▶ DESCRIPTION OF THE TASK: In the entries that follow, the line with "Where can the tree" opens the range and the line with "Target: lace trim on dress" closes it; repeat that range exactly, both lines included.

▶ RECORD EXCERPTS:
--------------------------------------------------

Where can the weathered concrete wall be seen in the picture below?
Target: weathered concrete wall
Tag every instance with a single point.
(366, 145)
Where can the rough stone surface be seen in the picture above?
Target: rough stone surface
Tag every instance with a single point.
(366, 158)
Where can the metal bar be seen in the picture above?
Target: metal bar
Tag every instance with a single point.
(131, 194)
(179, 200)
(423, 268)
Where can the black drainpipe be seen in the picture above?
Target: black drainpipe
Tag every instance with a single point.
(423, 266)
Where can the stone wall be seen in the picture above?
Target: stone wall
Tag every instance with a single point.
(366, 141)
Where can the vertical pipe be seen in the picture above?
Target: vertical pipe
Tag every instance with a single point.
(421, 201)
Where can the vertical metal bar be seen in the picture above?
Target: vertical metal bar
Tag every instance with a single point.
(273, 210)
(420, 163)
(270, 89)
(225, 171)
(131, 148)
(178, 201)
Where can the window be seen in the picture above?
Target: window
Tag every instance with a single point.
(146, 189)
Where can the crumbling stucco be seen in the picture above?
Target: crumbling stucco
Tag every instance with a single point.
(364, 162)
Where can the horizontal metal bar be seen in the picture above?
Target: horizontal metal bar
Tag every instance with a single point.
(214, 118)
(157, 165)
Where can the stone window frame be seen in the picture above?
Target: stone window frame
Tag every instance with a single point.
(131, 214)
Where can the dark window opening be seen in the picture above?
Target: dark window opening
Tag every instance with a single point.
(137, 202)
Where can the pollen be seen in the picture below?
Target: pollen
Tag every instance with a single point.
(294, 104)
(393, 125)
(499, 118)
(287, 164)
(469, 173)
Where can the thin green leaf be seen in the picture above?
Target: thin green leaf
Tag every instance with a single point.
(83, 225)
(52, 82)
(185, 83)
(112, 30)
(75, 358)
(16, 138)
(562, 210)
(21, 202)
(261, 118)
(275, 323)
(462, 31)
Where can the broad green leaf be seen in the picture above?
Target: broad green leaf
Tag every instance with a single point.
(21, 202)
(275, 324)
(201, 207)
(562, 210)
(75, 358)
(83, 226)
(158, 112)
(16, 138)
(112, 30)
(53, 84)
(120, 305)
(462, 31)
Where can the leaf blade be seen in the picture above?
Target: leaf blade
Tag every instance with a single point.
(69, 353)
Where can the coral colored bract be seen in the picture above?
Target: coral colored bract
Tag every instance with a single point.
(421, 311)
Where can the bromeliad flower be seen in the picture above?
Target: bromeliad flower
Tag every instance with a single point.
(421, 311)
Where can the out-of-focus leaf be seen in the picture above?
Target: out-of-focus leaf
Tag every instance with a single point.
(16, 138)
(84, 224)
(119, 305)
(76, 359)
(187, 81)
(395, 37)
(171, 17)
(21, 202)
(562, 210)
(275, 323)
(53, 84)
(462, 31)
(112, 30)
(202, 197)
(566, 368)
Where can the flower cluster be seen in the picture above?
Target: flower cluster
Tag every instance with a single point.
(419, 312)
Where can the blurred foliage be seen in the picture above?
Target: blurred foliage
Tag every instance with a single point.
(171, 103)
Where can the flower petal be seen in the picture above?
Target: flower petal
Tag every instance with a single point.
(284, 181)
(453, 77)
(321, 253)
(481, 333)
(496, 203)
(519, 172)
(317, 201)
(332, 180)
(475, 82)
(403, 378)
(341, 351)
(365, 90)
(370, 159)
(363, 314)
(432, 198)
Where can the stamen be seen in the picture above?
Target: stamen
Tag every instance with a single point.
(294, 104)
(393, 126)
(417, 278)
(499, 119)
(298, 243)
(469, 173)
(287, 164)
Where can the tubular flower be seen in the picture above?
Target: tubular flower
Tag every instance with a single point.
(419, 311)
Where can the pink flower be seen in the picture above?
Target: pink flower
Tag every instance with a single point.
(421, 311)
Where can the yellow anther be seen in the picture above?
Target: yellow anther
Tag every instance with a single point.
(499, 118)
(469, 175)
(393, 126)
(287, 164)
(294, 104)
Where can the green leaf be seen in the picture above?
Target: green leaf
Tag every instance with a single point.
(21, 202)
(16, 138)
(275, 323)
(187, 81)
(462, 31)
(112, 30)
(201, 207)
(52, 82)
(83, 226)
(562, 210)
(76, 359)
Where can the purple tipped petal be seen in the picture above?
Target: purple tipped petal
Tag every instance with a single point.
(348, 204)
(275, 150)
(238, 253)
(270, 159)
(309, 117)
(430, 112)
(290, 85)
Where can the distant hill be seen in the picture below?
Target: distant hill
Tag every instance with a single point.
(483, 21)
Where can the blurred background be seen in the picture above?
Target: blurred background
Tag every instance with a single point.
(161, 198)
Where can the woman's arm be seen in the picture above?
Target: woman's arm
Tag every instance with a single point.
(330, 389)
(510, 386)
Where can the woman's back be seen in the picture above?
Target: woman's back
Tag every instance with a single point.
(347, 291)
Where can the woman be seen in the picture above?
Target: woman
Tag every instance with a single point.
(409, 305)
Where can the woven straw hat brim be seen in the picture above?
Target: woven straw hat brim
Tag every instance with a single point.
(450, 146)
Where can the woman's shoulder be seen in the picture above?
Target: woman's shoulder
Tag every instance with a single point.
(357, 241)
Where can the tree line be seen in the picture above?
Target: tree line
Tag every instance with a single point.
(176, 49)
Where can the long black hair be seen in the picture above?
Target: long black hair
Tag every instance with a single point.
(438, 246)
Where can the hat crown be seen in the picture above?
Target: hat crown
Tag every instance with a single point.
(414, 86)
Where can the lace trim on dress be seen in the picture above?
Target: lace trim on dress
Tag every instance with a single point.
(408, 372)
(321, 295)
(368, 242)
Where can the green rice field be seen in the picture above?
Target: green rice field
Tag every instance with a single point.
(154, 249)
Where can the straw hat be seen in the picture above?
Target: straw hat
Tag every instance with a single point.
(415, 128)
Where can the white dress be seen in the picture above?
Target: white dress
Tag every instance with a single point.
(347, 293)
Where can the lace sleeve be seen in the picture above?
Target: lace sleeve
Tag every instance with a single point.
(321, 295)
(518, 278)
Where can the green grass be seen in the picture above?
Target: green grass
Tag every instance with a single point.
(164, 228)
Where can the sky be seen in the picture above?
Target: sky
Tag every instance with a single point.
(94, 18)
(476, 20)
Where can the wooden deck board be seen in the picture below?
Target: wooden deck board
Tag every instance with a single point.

--------------------------------------------------

▶ OUTPUT FOR THIS TASK:
Where can the tree line be seen in the picture above?
Target: tree line
Tag every instance with a single point.
(176, 49)
Where can the long black hair be seen in the picture above?
Target: long black hair
Tag every instance with a single point.
(438, 246)
Where can the hat crown be seen in the picture above?
Target: hat crown
Tag every instance with a single point.
(414, 86)
Where can the lace trim on dress be seen in the picture above?
Target: lace trim on dress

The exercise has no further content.